# What you should do
Find the line containing "Can you see the car" in the entries; transcribe it and all remaining lines through the end, exactly as they appear, but not the pictures.

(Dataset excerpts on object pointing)
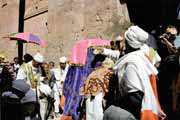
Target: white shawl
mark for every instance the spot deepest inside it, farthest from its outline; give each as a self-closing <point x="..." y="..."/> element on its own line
<point x="144" y="69"/>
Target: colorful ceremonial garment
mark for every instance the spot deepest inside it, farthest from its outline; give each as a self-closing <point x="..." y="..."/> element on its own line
<point x="74" y="81"/>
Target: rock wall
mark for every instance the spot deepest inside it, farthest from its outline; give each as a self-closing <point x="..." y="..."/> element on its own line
<point x="62" y="22"/>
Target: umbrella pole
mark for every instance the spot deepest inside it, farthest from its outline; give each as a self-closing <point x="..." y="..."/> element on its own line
<point x="21" y="29"/>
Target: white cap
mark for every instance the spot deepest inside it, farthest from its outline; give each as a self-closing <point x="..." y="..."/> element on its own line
<point x="136" y="37"/>
<point x="44" y="88"/>
<point x="63" y="59"/>
<point x="20" y="85"/>
<point x="38" y="58"/>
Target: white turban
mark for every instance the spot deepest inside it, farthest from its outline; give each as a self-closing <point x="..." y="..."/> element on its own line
<point x="38" y="58"/>
<point x="136" y="37"/>
<point x="44" y="88"/>
<point x="63" y="59"/>
<point x="20" y="85"/>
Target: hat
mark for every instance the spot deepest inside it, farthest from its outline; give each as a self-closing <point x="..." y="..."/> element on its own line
<point x="136" y="37"/>
<point x="20" y="85"/>
<point x="44" y="88"/>
<point x="63" y="59"/>
<point x="108" y="63"/>
<point x="2" y="56"/>
<point x="38" y="58"/>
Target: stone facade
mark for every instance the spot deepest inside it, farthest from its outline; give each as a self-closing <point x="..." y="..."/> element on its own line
<point x="61" y="23"/>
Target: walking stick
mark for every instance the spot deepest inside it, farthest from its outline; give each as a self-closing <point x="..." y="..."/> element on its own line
<point x="37" y="103"/>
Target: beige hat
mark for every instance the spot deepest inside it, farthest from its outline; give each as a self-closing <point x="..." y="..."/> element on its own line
<point x="108" y="63"/>
<point x="136" y="37"/>
<point x="2" y="56"/>
<point x="38" y="58"/>
<point x="63" y="59"/>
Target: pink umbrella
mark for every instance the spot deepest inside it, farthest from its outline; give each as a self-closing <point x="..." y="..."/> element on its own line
<point x="29" y="38"/>
<point x="79" y="50"/>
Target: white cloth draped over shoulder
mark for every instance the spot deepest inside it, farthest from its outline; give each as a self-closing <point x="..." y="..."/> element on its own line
<point x="144" y="69"/>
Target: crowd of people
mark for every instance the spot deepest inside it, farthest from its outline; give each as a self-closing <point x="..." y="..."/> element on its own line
<point x="135" y="77"/>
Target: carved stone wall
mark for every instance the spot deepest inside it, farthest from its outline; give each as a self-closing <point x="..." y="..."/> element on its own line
<point x="62" y="22"/>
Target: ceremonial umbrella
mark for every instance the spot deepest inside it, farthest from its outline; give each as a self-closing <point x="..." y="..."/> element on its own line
<point x="79" y="50"/>
<point x="27" y="38"/>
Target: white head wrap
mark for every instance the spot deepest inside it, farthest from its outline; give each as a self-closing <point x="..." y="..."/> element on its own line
<point x="20" y="85"/>
<point x="63" y="59"/>
<point x="136" y="37"/>
<point x="44" y="88"/>
<point x="38" y="58"/>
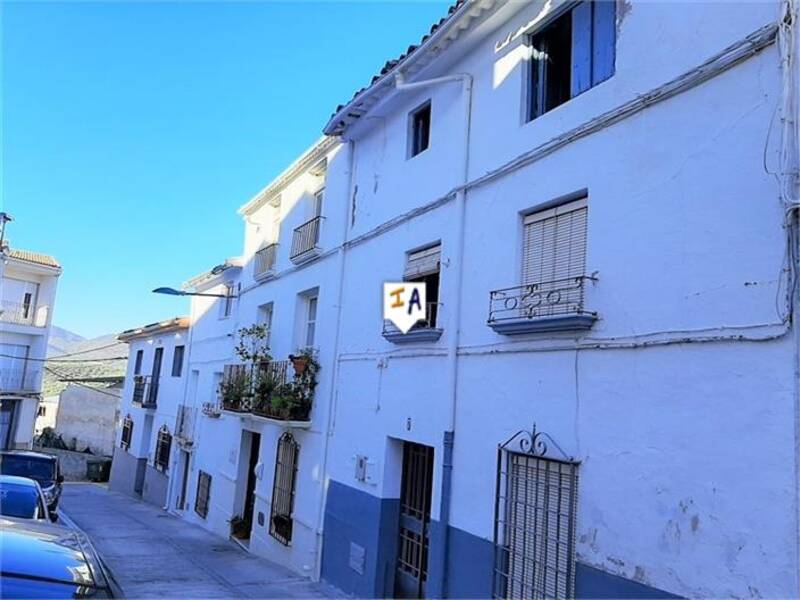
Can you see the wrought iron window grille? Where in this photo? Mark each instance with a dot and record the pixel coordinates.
(535, 518)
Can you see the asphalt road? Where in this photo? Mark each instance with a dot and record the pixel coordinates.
(154, 554)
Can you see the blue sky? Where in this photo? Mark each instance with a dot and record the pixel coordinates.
(131, 132)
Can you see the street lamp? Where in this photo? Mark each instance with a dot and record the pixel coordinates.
(174, 292)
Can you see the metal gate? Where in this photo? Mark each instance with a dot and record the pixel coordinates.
(415, 515)
(535, 513)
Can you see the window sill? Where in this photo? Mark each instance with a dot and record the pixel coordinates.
(544, 324)
(266, 275)
(306, 255)
(421, 335)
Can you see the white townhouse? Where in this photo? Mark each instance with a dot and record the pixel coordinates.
(603, 398)
(255, 469)
(28, 283)
(151, 418)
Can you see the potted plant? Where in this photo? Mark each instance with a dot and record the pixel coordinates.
(240, 527)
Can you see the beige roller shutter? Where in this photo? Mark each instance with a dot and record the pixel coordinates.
(554, 243)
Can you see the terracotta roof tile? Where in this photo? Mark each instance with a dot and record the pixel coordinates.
(34, 257)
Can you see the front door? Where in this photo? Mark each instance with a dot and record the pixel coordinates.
(250, 497)
(6, 422)
(185, 457)
(415, 515)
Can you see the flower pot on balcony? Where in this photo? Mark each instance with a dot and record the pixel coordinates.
(300, 364)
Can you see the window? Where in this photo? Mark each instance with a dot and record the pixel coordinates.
(573, 53)
(228, 300)
(536, 511)
(424, 266)
(203, 495)
(420, 130)
(280, 521)
(27, 301)
(554, 243)
(311, 321)
(163, 447)
(127, 433)
(265, 319)
(177, 361)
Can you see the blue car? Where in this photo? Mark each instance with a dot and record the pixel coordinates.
(39, 559)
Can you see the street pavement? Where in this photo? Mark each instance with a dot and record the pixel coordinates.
(154, 554)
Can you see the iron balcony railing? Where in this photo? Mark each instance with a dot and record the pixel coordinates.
(184, 423)
(265, 260)
(429, 322)
(145, 391)
(15, 380)
(560, 297)
(23, 314)
(273, 390)
(306, 237)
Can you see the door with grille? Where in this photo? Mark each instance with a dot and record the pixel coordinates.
(535, 527)
(415, 515)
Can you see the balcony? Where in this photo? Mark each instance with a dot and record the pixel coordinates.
(276, 391)
(145, 391)
(184, 425)
(541, 307)
(19, 381)
(23, 314)
(305, 241)
(424, 330)
(265, 262)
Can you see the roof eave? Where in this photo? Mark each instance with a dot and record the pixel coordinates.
(351, 112)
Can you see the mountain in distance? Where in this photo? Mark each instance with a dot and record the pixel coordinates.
(96, 353)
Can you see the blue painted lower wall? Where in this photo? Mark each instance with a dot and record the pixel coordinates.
(356, 517)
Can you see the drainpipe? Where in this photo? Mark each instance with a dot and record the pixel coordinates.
(334, 386)
(195, 429)
(439, 588)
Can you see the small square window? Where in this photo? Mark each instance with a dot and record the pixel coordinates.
(420, 130)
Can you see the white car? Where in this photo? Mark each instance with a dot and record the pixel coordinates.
(22, 498)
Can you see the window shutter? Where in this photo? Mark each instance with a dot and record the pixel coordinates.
(423, 262)
(554, 243)
(603, 40)
(581, 48)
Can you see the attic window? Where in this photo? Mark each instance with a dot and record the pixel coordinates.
(570, 55)
(420, 130)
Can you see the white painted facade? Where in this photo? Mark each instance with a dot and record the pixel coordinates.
(680, 402)
(28, 284)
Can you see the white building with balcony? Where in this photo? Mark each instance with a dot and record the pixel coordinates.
(28, 283)
(602, 398)
(150, 413)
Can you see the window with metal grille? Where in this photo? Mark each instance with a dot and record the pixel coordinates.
(163, 447)
(203, 495)
(535, 512)
(280, 522)
(572, 53)
(419, 130)
(127, 433)
(177, 361)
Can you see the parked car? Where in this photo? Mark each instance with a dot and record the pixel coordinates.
(44, 560)
(22, 498)
(42, 468)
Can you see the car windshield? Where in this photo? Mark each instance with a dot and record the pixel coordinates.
(19, 501)
(42, 470)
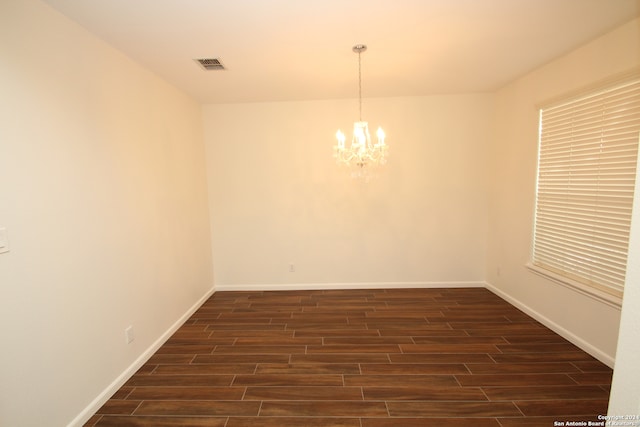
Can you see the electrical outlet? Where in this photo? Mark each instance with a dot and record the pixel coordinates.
(128, 334)
(4, 241)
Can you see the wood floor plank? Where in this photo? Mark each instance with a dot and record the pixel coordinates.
(446, 409)
(198, 408)
(323, 409)
(303, 393)
(162, 421)
(361, 358)
(545, 393)
(422, 392)
(265, 421)
(422, 422)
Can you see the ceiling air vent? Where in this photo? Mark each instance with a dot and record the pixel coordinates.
(210, 64)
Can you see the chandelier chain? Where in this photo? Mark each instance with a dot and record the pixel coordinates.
(360, 83)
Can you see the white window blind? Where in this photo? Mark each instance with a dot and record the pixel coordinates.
(586, 175)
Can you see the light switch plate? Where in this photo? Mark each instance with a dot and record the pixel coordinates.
(4, 241)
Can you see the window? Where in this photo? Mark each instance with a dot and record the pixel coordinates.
(588, 150)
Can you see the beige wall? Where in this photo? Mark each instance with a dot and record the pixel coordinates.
(277, 196)
(625, 389)
(103, 195)
(513, 155)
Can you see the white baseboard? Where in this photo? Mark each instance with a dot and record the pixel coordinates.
(103, 397)
(364, 285)
(605, 358)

# Task result
Can you see the car windshield? Where in this photo? Mark each instance with a dot and record the pixel coordinates.
(19, 501)
(42, 470)
Can you see the electrical outlet? Where in this photo? Mark each instance with a dot and record the pixel coordinates.
(128, 334)
(4, 241)
Can you see the wood floor plank? Where in this photo? Mark each instance with a dot and record the pixel coordinates.
(446, 409)
(198, 408)
(323, 409)
(303, 393)
(162, 421)
(361, 358)
(545, 393)
(422, 392)
(265, 421)
(422, 422)
Can you see the ceiling air vent? Where in this photo? Mark each instance with a dot and record the pixel coordinates.
(210, 64)
Can you see the chandelier chain? Where in this photo? Mark each instance with a dot and record the pixel coordinates.
(360, 83)
Can you see the white window blind? Where in this photo? Mark each instance with a dot and record the pixel coordinates.
(586, 175)
Can you see the light switch plate? Where in this photo? Mark each instance with a dot and record the pixel coordinates.
(4, 241)
Can you see the window? Where in this photo? Mark each instance with a dot and record the pixel coordinates.
(588, 150)
Can you see the beige wall? Where in this photo? Mark each instance with a dot and record the pixel coordinates.
(277, 196)
(625, 389)
(103, 195)
(513, 155)
Can you see the white baseboard? Where in this photo? Mark each instance with a dot and record the pixel coordinates.
(103, 397)
(364, 285)
(605, 358)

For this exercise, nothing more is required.